**Stated exercise**
Write out exactly the lines running from the line that includes "of the crocodile-textured" to the end of the data, both ends included, and nothing besides.

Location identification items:
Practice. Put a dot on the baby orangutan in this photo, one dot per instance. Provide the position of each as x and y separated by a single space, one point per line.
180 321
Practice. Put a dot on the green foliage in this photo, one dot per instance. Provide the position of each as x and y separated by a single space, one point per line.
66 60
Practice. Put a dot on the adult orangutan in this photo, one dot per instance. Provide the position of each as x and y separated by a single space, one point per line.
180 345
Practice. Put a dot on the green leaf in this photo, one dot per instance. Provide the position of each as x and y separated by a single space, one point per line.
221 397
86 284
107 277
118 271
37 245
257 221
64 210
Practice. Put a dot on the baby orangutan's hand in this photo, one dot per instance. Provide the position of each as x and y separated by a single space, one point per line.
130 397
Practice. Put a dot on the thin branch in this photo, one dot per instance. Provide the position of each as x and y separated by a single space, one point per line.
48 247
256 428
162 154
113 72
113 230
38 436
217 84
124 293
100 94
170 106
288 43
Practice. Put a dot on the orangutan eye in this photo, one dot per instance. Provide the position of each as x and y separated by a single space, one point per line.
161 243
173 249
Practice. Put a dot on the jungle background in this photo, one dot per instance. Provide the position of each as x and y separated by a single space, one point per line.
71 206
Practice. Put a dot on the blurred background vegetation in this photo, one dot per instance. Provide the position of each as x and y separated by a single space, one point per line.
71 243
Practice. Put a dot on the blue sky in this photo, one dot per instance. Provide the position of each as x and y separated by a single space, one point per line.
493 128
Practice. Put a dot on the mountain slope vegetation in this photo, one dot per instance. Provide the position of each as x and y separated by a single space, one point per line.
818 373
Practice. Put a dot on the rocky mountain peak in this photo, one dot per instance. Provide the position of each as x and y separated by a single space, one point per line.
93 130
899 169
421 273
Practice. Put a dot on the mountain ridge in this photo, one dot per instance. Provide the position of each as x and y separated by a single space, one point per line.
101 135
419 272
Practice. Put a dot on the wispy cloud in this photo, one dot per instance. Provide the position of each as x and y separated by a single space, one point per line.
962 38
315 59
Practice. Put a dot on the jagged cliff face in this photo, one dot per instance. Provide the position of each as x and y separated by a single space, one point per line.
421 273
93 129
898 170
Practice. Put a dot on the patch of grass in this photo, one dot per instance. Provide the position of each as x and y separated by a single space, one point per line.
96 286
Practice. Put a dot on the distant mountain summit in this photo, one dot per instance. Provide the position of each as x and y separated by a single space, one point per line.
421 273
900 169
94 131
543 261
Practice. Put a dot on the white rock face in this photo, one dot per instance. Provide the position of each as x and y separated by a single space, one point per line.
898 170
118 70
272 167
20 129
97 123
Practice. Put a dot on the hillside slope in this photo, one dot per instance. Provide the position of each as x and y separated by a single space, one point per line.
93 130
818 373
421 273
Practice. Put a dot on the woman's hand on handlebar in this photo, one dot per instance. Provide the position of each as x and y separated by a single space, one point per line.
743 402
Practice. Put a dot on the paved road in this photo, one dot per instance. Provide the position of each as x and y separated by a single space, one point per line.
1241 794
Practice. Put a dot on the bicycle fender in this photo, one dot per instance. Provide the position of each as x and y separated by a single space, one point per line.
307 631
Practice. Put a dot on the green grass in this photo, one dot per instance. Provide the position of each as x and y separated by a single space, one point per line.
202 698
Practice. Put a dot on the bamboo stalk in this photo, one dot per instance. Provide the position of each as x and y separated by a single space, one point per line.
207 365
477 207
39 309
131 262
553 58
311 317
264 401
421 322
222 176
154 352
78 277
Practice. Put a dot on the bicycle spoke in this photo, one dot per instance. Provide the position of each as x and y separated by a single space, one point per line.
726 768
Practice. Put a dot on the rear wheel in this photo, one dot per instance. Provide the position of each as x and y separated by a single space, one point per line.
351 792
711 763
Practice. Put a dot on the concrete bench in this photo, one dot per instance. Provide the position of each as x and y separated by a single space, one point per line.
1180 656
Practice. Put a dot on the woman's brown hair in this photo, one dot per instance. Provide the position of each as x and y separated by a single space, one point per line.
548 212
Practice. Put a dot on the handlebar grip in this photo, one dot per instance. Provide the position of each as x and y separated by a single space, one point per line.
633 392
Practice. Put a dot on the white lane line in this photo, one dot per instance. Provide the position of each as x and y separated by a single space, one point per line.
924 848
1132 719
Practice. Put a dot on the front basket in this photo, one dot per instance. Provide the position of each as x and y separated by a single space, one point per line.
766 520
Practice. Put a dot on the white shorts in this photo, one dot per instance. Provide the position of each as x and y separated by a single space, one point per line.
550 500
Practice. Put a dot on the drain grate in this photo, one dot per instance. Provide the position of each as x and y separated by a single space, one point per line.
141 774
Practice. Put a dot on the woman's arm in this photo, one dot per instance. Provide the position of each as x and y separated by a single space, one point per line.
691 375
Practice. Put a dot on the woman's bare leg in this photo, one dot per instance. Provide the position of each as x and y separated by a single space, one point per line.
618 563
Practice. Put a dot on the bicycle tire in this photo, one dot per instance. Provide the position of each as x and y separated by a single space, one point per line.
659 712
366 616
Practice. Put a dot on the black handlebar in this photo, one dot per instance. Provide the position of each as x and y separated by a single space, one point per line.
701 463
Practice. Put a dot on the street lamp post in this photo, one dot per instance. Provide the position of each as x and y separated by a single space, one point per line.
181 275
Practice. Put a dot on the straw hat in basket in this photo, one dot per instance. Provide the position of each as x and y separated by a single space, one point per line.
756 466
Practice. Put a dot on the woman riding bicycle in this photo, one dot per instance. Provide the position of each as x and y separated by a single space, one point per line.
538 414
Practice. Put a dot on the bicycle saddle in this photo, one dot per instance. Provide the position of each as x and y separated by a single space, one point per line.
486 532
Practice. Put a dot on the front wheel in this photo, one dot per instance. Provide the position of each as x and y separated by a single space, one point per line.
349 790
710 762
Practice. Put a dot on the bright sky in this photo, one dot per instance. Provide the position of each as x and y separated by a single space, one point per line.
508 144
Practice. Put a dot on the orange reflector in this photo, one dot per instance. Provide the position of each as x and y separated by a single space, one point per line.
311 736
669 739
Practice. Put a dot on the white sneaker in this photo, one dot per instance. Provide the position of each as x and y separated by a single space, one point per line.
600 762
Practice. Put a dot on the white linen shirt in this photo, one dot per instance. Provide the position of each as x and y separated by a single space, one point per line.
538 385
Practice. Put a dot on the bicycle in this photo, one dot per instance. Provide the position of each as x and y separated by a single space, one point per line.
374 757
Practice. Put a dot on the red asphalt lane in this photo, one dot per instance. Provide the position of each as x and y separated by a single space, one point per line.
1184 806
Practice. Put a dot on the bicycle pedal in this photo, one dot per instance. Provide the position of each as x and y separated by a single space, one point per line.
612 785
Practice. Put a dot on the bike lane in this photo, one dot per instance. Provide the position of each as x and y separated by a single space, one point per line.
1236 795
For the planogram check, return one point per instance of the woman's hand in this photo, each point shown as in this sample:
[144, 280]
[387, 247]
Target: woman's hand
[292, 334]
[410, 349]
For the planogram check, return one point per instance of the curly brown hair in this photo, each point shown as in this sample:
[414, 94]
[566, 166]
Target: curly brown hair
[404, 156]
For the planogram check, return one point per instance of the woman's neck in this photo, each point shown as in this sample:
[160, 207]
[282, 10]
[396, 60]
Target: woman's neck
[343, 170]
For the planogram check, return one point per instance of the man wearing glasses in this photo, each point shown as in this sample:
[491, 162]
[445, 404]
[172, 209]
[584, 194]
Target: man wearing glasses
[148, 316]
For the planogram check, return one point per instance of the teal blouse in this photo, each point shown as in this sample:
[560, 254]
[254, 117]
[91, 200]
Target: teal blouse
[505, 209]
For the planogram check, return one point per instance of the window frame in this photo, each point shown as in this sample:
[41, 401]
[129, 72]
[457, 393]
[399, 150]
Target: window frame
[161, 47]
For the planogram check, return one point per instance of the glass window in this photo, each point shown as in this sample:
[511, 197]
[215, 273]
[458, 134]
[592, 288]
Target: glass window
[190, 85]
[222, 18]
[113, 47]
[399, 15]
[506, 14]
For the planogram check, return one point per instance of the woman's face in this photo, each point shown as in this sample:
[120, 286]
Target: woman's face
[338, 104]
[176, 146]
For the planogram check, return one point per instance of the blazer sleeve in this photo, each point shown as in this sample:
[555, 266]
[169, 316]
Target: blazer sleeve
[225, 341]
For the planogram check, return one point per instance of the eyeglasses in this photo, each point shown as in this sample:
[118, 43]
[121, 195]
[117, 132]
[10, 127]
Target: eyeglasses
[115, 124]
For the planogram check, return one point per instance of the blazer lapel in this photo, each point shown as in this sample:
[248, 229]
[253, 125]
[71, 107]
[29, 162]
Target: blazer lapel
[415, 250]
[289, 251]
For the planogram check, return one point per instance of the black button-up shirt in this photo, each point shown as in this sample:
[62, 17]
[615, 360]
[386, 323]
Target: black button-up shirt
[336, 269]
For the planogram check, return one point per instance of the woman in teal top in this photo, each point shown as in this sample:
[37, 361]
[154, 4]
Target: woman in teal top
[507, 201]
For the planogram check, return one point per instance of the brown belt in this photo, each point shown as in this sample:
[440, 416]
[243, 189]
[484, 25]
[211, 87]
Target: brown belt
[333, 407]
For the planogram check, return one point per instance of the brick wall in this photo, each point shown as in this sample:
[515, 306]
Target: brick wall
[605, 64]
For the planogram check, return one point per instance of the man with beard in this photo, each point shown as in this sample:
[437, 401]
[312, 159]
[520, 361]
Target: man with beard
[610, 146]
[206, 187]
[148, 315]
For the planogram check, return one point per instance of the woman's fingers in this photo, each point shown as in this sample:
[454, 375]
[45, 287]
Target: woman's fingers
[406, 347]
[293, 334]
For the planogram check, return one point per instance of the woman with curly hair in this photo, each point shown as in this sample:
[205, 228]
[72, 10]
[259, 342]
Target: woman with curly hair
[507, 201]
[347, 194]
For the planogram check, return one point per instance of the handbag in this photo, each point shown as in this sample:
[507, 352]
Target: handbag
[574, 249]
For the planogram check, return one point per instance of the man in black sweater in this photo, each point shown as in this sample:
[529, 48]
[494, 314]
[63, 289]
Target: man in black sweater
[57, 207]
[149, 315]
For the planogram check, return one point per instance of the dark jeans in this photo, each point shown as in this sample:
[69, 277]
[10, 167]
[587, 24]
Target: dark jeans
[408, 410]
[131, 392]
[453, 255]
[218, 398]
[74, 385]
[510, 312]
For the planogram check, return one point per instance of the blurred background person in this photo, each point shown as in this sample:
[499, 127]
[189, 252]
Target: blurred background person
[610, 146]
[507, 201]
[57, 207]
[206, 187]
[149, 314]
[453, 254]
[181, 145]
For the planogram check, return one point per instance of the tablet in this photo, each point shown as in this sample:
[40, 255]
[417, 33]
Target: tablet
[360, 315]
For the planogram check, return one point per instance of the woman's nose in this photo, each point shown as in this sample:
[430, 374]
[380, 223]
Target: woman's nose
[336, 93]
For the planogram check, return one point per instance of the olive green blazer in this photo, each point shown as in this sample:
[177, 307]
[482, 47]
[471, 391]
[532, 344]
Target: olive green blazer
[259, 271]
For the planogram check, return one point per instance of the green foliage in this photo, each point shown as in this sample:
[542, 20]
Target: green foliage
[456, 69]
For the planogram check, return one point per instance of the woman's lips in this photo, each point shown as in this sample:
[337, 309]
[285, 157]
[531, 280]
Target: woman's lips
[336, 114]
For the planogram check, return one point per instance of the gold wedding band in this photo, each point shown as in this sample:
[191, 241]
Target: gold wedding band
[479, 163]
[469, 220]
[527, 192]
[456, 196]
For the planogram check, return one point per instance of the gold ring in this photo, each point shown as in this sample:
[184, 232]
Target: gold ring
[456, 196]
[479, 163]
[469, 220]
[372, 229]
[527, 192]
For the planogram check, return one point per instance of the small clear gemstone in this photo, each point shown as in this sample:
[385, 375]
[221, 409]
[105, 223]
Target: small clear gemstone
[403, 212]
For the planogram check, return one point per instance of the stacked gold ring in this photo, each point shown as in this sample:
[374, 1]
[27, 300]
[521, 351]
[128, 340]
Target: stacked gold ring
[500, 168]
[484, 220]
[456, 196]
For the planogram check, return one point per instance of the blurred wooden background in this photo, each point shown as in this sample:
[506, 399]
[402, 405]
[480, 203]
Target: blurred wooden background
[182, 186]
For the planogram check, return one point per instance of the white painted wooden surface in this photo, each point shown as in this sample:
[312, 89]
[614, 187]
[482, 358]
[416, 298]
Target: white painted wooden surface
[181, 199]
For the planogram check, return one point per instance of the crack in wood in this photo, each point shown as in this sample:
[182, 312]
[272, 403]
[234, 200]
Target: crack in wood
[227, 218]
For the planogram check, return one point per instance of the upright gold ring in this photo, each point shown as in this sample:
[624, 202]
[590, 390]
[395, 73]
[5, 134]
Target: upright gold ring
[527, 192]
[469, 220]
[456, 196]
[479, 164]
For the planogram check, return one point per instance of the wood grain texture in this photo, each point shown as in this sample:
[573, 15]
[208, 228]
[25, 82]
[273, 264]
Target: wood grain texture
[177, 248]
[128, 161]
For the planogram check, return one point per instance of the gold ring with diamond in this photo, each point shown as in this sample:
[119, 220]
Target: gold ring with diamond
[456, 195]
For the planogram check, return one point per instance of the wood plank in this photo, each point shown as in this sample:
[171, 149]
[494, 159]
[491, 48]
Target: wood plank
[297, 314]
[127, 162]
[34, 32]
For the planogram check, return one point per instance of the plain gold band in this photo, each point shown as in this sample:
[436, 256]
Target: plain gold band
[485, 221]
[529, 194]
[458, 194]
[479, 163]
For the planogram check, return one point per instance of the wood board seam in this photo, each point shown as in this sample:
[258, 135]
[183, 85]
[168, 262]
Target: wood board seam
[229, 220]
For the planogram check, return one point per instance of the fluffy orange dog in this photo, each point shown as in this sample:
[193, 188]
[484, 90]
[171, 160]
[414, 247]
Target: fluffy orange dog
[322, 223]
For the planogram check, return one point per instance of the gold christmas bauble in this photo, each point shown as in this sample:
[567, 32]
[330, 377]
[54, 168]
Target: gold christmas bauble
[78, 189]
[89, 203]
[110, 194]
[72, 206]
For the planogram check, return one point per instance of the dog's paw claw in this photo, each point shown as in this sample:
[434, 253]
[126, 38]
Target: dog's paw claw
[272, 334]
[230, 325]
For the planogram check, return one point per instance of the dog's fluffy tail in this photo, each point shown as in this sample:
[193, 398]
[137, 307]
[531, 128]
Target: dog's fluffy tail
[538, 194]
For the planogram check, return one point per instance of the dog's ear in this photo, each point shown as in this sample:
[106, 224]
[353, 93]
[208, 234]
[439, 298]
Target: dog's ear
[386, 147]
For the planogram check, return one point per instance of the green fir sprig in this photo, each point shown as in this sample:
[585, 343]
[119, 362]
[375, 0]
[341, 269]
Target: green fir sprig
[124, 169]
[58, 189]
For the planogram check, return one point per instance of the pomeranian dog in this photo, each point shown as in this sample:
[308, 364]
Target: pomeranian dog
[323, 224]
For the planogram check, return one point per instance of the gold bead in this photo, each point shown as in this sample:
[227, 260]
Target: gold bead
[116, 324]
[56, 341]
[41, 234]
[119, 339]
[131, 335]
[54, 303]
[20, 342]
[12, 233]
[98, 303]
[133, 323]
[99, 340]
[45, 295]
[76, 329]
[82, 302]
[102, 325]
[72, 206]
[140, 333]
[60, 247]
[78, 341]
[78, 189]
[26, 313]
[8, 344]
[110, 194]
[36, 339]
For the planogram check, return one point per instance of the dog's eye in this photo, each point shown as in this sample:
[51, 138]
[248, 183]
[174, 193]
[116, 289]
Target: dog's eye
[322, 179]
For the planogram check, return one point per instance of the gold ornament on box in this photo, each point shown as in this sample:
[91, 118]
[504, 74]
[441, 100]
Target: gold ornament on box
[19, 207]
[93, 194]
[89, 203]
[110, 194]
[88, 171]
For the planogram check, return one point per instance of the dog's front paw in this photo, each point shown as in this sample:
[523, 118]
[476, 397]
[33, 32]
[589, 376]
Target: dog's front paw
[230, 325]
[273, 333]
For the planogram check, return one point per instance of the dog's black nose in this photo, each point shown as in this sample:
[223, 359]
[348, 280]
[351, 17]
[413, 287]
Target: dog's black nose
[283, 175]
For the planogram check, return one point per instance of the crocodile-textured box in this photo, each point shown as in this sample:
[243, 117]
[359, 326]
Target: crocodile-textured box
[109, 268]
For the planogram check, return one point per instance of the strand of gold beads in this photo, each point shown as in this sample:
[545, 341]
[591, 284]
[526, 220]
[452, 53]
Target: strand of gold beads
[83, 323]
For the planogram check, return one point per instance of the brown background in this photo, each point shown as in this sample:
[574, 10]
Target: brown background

**Full solution**
For the planogram check, return one point per instance of the crocodile-textured box in this photo, each point shown as in this sample:
[243, 117]
[359, 326]
Target: crocodile-textured box
[109, 268]
For the planogram check, return one point per instance of the strand of gold beads in this photo, each point shown as in this sample:
[545, 341]
[591, 284]
[526, 220]
[452, 53]
Target: strand of gold beads
[83, 323]
For the planogram check, return one point per instance of the brown background in this photo, each point shown as in this sample:
[574, 10]
Target: brown background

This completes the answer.